After a productive morning it was time for lunch, and Arturo and Jonathan, our local drivers/guides, prepared a superb picnic. Among the various food and drink was even included some Chilean wine. During our travel between Puerto Montt and Alerce Andino, we made a few stops on the way, finding Peruvian Pelican, numerous groups of Black-faced Ibis, an Austral (Ringed) Kingfisher and an impressive flock of 1000+ Hudsonian Godwits! Leaving Puerto-Montt in the evening, we saw a few coastal birds such as Imperial Cormorant, Franklin’s Gull, as well as 30+ Parasitic Jaegers, finishing the day with a distant view of Pincoya Storm-Petrel.

We finished our cruise between Buenos-Aires and San Antonio (Chile) with another amazing seabirding day. We had no less than 500+ Salvin’s, 500+ Black-browed and 100+ Northern Royal Albatrosses. Sailing close to Mocha Island, where most of the world population of Pink-footed Shearwater breeds, we saw hundreds of these long migrant seabirds. At one point, Ed even spotted a rare Chatham Albatross that we saw very well passing the bow not far from the ship. We also had hundreds of White-chinned Petrels and thousands of Fuegian Storm. Now, the best memories of that day are probably the increasing numbers of Masatierra/De Filippi’s Petrel seen during the day. Seeing the first ones around mid-day, we counted 200+ before 5 PM and the numbers exploded at the end of the day, finding at one point 120+ in just one scan of the horizon, and finding several flocks of 20-30 birds seated on the water. We estimated 850-1,200 birds seen during the last hour of the day, and perhaps up to 2,000 birds for the day! Considering the actual estimated population is around 20,000 birds, we not only saw a huge portion of the world population but can also question the accuracy of the estimation of the world population. Besides these wonderful bird sightings, we also found three Sperm Whales and around 20 Fin Whales! It was now time to end our fabulous cruise around Cape Horn with a great farewell dinner, just before arriving at San Antonio.

SUPPLIED RECORDS -
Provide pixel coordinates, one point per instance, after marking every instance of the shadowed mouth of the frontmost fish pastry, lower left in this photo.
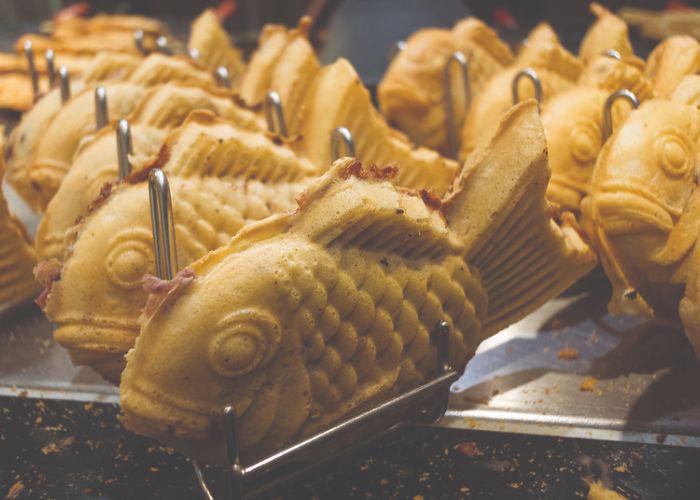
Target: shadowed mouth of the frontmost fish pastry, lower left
(161, 415)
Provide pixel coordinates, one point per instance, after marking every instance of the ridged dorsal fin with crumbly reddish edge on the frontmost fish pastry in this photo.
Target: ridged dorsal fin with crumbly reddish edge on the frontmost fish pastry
(353, 205)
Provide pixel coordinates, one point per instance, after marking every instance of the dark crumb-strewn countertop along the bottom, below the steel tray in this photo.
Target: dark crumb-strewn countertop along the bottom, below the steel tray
(59, 449)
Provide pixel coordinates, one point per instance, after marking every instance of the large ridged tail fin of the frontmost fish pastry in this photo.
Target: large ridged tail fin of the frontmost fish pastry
(497, 206)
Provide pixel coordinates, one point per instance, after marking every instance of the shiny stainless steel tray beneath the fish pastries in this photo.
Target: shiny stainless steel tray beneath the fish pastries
(647, 387)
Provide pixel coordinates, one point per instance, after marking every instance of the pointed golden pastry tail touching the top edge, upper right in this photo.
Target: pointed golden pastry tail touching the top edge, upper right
(608, 32)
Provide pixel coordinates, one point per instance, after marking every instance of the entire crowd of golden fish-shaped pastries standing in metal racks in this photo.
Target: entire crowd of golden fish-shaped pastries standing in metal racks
(311, 288)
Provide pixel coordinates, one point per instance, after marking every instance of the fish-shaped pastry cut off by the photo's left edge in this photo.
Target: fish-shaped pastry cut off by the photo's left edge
(16, 253)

ACTIVITIES -
1) For each statement, say whether it agrees with the birding report, answering yes or no and quoting the deciding words of the report: (a) The picnic included some Chilean wine. (b) Around 20 Sperm Whales were seen. (c) Most of the world population of Pink-footed Shearwater breeds on Mocha Island.
2) Please repeat word for word the part of the birding report that opens with the words containing "After a productive" and closes with "of Pincoya Storm-Petrel.".
3) Write the next stretch of the birding report, picking up right after its final sentence.
The lines above are not needed for anything here.

RESPONSES BY ITEM NUMBER -
1)
(a) Yes: "Among the various food and drink was even included some Chilean wine."
(b) No: "we also found three Sperm Whales and around 20 Fin Whales!"
(c) Yes: "Mocha Island, where most of the world population of Pink-footed Shearwater breeds"

2)
After a productive morning it was time for lunch, and Arturo and Jonathan, our local drivers/guides, prepared a superb picnic. Among the various food and drink was even included some Chilean wine. During our travel between Puerto Montt and Alerce Andino, we made a few stops on the way, finding Peruvian Pelican, numerous groups of Black-faced Ibis, an Austral (Ringed) Kingfisher and an impressive flock of 1000+ Hudsonian Godwits! Leaving Puerto-Montt in the evening, we saw a few coastal birds such as Imperial Cormorant, Franklin’s Gull, as well as 30+ Parasitic Jaegers, finishing the day with a distant view of Pincoya Storm-Petrel.

3)
- Fabrice Schmitt


SANTIAGO EXTENSION: After disembarking at the San Antonio’s harbor, the whole group did the three-day Santiago extension. We started along the coast, with our first stop at the Río Maipo Wetland Nature Sanctuary, one of the most important in Central Chile where many resident and migratory birds are found. Among the dense thickets we encountered our first Chilean endemic, a cooperative Dusky Tapaculo seen well by all! We also found some large concentrations of migratory birds such as Franklin’s Gulls, several species of shorebirds, and Black Skimmers. In the reeds we searched successfully for Many-colored Rush-Tyrant, definitely the most colorful bird of the day. We had lunch on the terrace of a coastal restaurant right by the sea, from which we found our second Chilean endemic of the day: Seaside Cinclodes. After lunch we visited a small Humboldt Penguin colony, finding 15 of them, along with hundreds of Peruvian Booby, Peruvian Pelican, and Guanay Cormorant among other seabirds. Some of us even got a brief glimpse of a Marine Otter.

On our second day in Central Chile, we left the hotel very early so we could be in the upper part of the Yeso River Valley at dawn. During the ascent we made a few stops to scan the river and found a striking male Torrent Duck standing on a rock in the middle of the river. In a shrubby area, we found several male White-sided Hillstars feeding on mistletoe flowers. On our way up, some high elevation specialists such as Greater Yellow-Finch and Gray-breasted Seedsnipe became more and more common. At the upper part of the Yeso Valley, the mountainous landscape became very impressive with imposing colorful mountains and hanging glaciers. After a few kilometers on a narrow road we finally reached the Termas del Plomo area, where we found three Diademed Sandpiper-Plovers, two adults and one juvenile. Here we had our picnic lunch surrounded by impressive landscape, and then started our return towards Santiago.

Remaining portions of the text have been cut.